Exercise details:
Output every one of the following lines word for word, leaving out the picture.

▬▬▬

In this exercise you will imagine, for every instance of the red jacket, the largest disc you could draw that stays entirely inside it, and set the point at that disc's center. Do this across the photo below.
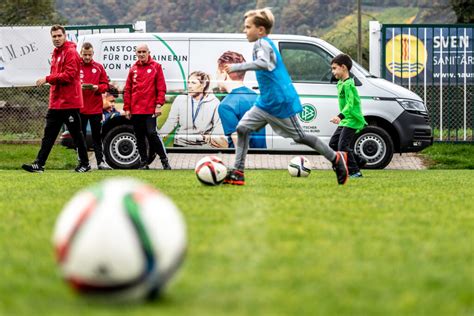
(93, 73)
(65, 92)
(145, 88)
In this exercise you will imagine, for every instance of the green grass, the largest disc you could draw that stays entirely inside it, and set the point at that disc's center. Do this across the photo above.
(392, 243)
(450, 156)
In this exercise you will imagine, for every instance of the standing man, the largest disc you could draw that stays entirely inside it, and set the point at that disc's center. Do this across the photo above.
(65, 101)
(143, 96)
(94, 82)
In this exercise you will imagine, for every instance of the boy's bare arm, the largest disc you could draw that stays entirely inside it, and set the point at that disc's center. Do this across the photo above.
(265, 59)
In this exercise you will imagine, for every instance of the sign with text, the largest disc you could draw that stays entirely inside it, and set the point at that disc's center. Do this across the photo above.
(24, 55)
(436, 55)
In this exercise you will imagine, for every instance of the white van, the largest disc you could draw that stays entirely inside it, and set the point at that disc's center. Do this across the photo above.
(398, 119)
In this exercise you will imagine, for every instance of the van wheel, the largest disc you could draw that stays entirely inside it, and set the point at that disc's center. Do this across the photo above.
(120, 148)
(374, 144)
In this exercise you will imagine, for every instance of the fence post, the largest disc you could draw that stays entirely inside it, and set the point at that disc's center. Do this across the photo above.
(375, 48)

▬▬▬

Answer below:
In this exercise you will imagine, for every instance of the red jacket, the largest disc you could draw that stays entirely inside it, and set the point at that disc's center. Do this across the photo below.
(93, 73)
(65, 92)
(145, 88)
In this exercise you will imagine, for every instance of the green grass, the largest disc you could draw that stays entirely inside it, and set the point at that disc's center. Do this across the photo above.
(392, 243)
(450, 156)
In this exercise you will imagine, for every instance of the standing man, the largest disc you could draw that stays entirely inside it, and set the point at that disc's center. Do this across the photo above.
(65, 101)
(143, 96)
(94, 82)
In this exercise you will imagine, for every instance of the boy's bare arm, the largest disc you could draw that stays entirely inside it, and set the point at that disc's center. Do this across the photo above.
(265, 59)
In this exercise you will imagine, for every instance of the sign with text, the largest disc you could draw that stays entirely inside it, and set the point at that disc's center. Do this across the photo above.
(24, 55)
(436, 55)
In this exercise you will imagine, for every instance of the white van, the largest disc you could draw that stays entirely inside it, and set the point at that disc's center. Do this across the photo above.
(398, 119)
In this exercise you will imagine, for every instance of the van wheel, the largest disc you could draw that stays entirely inside it, and set the point at that disc's center. Do this across the photo above.
(120, 148)
(374, 144)
In this exercise you will imagine, for every instance of the fence post, the largest disc you could draw that stays entirely inside it, and set the point at that disc's center. Do this across the photo above.
(375, 48)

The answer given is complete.